-- The data --

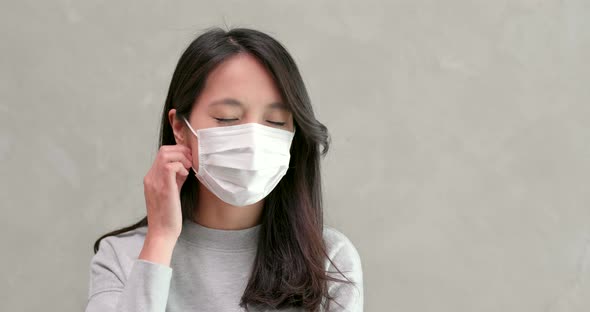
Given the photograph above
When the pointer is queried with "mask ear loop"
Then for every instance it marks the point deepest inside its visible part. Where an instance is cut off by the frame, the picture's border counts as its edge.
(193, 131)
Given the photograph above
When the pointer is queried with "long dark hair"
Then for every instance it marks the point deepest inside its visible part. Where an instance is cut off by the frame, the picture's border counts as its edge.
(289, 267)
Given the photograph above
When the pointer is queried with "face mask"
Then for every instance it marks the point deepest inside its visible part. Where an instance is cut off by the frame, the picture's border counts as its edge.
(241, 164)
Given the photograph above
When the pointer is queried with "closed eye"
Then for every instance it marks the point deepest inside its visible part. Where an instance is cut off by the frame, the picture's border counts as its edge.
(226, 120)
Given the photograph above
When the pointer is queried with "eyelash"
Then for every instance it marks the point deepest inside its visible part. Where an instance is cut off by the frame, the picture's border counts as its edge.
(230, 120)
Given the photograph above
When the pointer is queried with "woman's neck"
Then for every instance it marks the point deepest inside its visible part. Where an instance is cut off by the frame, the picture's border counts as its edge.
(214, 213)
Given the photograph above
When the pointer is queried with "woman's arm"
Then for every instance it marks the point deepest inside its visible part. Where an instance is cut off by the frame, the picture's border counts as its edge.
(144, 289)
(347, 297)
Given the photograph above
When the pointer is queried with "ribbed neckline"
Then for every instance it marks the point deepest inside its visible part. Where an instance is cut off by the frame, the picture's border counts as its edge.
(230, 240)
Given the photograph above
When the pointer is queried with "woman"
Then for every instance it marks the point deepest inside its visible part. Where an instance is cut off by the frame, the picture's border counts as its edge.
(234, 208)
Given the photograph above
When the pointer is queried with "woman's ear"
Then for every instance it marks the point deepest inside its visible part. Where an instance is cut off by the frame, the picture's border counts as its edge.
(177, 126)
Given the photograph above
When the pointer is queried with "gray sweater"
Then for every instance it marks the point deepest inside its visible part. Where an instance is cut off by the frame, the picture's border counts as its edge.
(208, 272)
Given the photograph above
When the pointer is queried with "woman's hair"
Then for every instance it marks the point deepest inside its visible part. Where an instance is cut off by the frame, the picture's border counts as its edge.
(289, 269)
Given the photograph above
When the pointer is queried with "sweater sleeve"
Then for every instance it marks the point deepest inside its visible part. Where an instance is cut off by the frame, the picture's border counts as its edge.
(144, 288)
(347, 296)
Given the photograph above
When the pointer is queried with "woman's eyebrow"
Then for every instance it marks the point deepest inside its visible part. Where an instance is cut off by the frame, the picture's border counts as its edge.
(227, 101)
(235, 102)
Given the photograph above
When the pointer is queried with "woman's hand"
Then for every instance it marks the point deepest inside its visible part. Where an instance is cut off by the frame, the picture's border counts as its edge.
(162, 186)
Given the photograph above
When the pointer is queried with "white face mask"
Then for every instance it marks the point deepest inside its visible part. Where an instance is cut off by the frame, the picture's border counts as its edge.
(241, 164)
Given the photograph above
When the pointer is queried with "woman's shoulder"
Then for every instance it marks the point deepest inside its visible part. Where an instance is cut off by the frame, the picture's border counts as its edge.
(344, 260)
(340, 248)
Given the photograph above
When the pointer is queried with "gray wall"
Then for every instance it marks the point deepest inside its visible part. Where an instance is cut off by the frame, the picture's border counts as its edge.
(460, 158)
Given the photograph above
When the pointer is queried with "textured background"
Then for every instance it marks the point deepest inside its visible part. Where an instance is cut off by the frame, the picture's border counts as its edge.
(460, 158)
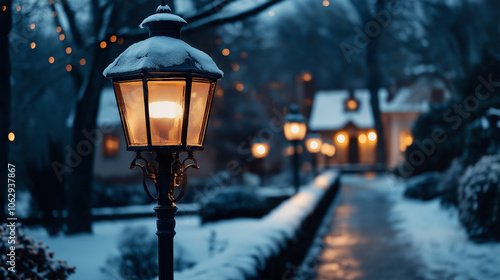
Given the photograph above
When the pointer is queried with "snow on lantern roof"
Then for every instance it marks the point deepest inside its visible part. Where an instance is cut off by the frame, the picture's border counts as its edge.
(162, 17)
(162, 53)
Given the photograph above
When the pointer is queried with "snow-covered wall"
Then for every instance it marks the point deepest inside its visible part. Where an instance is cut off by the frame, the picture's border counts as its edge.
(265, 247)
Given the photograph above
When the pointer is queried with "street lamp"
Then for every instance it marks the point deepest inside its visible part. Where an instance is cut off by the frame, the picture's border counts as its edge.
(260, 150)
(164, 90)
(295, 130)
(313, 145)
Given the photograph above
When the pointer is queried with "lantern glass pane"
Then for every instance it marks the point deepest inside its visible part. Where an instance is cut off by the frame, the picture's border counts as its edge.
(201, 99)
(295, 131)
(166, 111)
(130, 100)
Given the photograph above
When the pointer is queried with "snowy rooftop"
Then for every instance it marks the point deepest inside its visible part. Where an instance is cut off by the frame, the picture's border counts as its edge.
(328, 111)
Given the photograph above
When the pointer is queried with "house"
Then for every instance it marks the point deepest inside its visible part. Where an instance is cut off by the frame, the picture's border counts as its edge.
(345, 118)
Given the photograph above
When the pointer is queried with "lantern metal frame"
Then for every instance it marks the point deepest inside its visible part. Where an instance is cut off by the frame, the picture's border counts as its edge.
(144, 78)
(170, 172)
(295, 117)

-- Work item --
Find the string "mask" in the entries above and return each line that holds it.

-- Answer for this exercise --
When the pointer is queried with "mask ear loop"
When the pointer is queried with "face mask"
When the pointer is queried with "white face mask"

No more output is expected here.